Aim — Filter the records below down to the lines that contain the word "instance", and copy each of those lines unchanged.

==== Data

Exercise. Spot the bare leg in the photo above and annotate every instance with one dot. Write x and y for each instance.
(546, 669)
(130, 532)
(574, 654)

========
==== Data

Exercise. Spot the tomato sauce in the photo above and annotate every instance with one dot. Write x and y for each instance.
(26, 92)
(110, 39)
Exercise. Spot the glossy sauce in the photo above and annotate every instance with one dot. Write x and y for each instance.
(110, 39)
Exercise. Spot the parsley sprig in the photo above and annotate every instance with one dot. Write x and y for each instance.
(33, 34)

========

Exercise answer —
Exercise. Spot the bare leg in the photo above and annotate every instance with one dot. Write x and y for each instance.
Exercise. Spot the tomato sauce in the photo above and annotate every instance with one dot. Write x and y for each instance.
Exercise. Spot the glossy sauce in the photo above and annotate every instance with one dot. Write x and y for each instance.
Exercise. Spot the parsley sprig in the photo above and annotate every instance with one dot. Write x and y for each instance.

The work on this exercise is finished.